### Text extract
____________________
= Community boards of Manhattan =

Civic bodies in the New York City borough of Manhattan

Map of community districts in the City of New York

Community boards of Manhattan are New York City community boards in the borough of Manhattan, which are the appointed advisory groups of the community districts that advise on land use and zoning, participate in the city budget process, and address service delivery in their district.

Community boards each have up to 50 volunteer members appointed by the local borough president, half from nominations by City Council members representing the community district (i.e., whose council districts cover part of the community district). Additionally, all City Council members representing the community district are non-voting, ex officio board members.

== History ==
The 1963 revision of the New York City Charter extended the Borough of Manhattan's "Community Planning Councils" (est. 1951) to the outer boroughs as "Community Planning Boards", which are now known as "Community Boards".

The 1975 revision of the New York City Charter set the number of Community Districts/Boards to 59, established the position of the district manager for the community districts, and created the Uniform Land Use Review Procedure (ULURP) which gave the community boards the authority to review land use proposals such as zoning actions and special permits.
____________________
### Extracted data

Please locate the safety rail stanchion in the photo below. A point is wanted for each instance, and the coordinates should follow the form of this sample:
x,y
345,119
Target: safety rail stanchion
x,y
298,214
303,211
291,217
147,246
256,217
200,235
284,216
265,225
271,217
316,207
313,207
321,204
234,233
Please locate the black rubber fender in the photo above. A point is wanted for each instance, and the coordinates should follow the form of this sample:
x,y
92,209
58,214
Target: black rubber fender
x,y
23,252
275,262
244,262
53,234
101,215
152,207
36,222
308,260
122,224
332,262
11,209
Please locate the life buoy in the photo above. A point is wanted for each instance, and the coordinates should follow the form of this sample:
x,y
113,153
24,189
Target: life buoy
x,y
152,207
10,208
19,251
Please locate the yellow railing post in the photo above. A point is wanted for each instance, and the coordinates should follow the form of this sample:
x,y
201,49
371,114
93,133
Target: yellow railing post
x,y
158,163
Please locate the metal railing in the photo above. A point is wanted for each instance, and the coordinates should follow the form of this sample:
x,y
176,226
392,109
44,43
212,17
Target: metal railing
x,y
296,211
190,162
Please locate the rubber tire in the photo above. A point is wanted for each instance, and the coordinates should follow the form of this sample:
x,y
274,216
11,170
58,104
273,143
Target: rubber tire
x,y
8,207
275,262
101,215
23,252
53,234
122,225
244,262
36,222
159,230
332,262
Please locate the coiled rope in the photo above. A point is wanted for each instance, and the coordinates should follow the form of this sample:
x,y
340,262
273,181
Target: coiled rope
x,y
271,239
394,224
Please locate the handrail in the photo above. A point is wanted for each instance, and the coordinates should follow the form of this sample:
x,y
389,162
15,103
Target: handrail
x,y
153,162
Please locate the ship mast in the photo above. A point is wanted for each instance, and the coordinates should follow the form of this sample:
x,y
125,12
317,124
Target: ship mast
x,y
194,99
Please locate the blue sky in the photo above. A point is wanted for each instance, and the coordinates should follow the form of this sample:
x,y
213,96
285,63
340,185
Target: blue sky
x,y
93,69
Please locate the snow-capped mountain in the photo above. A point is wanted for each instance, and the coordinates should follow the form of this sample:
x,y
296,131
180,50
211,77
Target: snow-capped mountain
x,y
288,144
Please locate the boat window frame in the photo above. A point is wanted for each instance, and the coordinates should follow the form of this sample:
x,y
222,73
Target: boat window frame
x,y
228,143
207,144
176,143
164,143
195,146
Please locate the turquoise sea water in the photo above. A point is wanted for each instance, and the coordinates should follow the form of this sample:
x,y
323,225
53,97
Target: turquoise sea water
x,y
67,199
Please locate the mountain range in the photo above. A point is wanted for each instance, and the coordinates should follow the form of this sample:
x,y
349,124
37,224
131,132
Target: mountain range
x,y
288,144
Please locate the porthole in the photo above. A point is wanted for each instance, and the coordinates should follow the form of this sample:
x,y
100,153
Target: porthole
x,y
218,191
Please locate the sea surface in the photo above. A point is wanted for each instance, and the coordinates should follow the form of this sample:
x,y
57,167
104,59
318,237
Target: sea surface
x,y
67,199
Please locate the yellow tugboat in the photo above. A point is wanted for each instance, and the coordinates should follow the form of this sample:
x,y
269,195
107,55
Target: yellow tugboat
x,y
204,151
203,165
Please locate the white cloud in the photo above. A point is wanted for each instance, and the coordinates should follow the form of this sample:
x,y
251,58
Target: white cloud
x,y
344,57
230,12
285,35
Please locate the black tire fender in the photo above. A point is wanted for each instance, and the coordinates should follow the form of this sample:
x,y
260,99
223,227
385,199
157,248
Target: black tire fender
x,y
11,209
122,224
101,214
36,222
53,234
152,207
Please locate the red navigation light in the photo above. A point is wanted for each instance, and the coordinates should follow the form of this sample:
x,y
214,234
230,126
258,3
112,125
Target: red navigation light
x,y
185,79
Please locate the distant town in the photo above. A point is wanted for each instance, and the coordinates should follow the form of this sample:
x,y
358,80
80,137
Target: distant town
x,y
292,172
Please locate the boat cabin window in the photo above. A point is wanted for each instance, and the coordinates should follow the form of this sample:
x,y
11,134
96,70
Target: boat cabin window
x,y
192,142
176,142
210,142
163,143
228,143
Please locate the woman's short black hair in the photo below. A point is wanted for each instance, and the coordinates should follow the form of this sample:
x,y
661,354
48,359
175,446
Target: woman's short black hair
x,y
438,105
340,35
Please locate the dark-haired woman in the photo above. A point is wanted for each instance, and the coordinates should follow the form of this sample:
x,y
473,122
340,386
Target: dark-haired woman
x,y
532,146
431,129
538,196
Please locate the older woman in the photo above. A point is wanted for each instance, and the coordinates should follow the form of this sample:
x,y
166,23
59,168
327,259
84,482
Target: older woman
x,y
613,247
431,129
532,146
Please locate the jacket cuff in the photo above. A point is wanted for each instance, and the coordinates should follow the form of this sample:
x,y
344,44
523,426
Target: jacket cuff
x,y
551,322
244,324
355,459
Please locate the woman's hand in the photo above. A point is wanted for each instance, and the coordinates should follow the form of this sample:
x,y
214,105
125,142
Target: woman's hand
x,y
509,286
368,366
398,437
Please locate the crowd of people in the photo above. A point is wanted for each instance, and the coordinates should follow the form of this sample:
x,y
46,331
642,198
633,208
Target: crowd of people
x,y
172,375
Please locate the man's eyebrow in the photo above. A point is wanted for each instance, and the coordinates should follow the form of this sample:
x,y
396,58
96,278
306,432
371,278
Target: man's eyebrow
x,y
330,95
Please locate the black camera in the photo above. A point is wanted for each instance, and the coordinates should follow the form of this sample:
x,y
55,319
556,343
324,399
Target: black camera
____________________
### Work required
From the text on Manhattan's community boards, quote the passage starting at "Community boards of Manhattan are" and ending at "officio board members.". The lines that accompany this passage have no connection to it.

### Solution to the exercise
Community boards of Manhattan are New York City community boards in the borough of Manhattan, which are the appointed advisory groups of the community districts that advise on land use and zoning, participate in the city budget process, and address service delivery in their district.

Community boards each have up to 50 volunteer members appointed by the local borough president, half from nominations by City Council members representing the community district (i.e., whose council districts cover part of the community district). Additionally, all City Council members representing the community district are non-voting, ex officio board members.